### ZIEL DER AUFGABE A
Welchen Namen trägt im Text über die Lebenszonen der Ort, an dem wir uns wohlfühlen, entspannen und sicher fühlen?
### ZIEL DER AUFGABE B
Nennen Sie alle Zonen, in die der Text über die Lebenszonen unsere Lebenssituation einteilt.
### ZIEL DER AUFGABE C
Schreiben Sie aus dem Text über die Lebenszonen den Abschnitt ab, der mit „Vor kurzem habe“ beginnt und mit „Situationen der Angst.“ endet.

### QUELLE
+ + + + + + +

Vor kurzem habe ich in einem Seminar gelernt, dass man unsere Lebenssituation in verschiedene Zonen einteilen kann. Der Ort an dem wir uns wohlfühlen und uns entspannen können, wo wir uns sicher fühlen, das ist unsere Komfortzone. Hier befinden wir uns meistens am liebsten. Doch wenn wir dort ausbrechen und etwas tun, wofür wir Mut brauchen, ganz egal was es ist, dann bewegen wir uns langsam aber sicher in die sogenannte Lernzone. Meistens passiert das wenn wir anfangen unsere Ziele zu verfolgen oder wenn wir etwas wagen, was wir nie zuvor getan haben, wenn wir etwas Neues ausprobieren oder etwas Missglücktes noch mal aufs neue wagen. Wenn wir jedoch die Kontrolle verlieren und etwas gefährlich wird, oder uns etwas bedroht, so kommen wir in die Panikzone, Situationen die wir vermeiden wollen, Situationen der Angst.

+ + + + + + +

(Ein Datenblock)
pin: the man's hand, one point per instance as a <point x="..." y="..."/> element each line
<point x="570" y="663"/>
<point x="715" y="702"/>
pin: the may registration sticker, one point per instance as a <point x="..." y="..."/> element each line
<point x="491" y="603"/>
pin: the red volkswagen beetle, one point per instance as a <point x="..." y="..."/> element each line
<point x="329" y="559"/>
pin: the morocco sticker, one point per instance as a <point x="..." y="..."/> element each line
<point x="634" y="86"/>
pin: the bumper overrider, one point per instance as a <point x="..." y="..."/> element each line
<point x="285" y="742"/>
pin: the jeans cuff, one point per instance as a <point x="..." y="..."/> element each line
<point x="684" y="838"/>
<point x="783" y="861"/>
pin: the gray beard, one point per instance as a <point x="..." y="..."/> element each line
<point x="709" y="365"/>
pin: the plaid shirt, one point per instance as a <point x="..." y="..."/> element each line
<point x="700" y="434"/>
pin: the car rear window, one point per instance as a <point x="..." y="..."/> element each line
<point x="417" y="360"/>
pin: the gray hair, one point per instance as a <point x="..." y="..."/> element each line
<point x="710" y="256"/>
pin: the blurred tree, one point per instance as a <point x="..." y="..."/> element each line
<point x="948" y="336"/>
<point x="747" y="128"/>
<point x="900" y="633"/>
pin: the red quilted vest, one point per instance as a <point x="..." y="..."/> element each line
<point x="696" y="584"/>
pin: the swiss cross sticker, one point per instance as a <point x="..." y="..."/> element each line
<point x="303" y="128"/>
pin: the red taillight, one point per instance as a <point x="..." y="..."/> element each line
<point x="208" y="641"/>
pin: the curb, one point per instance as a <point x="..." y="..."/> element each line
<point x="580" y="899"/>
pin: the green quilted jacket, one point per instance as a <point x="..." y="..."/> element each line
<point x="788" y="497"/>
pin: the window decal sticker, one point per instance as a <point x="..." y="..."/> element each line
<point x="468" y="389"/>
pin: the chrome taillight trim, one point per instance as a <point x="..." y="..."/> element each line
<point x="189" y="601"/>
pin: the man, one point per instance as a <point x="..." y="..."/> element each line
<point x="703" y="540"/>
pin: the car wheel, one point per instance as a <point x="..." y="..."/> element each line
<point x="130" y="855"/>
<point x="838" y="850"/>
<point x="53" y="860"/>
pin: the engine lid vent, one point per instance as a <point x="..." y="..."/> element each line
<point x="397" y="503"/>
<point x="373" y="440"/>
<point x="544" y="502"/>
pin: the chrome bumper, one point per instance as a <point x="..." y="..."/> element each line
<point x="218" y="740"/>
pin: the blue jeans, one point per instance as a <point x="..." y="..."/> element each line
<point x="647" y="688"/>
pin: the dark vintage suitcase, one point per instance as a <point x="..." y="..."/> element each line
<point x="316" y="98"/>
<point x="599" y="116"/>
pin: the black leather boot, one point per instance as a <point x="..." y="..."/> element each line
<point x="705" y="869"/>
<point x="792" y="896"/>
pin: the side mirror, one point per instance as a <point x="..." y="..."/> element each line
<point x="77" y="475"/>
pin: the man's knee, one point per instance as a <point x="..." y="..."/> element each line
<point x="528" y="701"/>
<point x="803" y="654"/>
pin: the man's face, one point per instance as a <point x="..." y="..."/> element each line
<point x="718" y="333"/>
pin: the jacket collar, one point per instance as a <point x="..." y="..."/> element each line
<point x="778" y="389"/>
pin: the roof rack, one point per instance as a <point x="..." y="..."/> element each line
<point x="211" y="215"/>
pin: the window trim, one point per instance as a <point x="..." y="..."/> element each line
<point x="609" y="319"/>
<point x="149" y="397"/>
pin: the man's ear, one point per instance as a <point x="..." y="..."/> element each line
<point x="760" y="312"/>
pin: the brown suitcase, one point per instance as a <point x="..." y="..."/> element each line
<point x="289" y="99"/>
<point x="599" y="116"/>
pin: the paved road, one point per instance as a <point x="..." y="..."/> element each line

+ + + + + + +

### LÖSUNG A
Er heißt Komfortzone.

### LÖSUNG B
Komfortzone, Lernzone, Panikzone

### LÖSUNG C
Vor kurzem habe ich in einem Seminar gelernt, dass man unsere Lebenssituation in verschiedene Zonen einteilen kann. Der Ort an dem wir uns wohlfühlen und uns entspannen können, wo wir uns sicher fühlen, das ist unsere Komfortzone. Hier befinden wir uns meistens am liebsten. Doch wenn wir dort ausbrechen und etwas tun, wofür wir Mut brauchen, ganz egal was es ist, dann bewegen wir uns langsam aber sicher in die sogenannte Lernzone. Meistens passiert das wenn wir anfangen unsere Ziele zu verfolgen oder wenn wir etwas wagen, was wir nie zuvor getan haben, wenn wir etwas Neues ausprobieren oder etwas Missglücktes noch mal aufs neue wagen. Wenn wir jedoch die Kontrolle verlieren und etwas gefährlich wird, oder uns etwas bedroht, so kommen wir in die Panikzone, Situationen die wir vermeiden wollen, Situationen der Angst.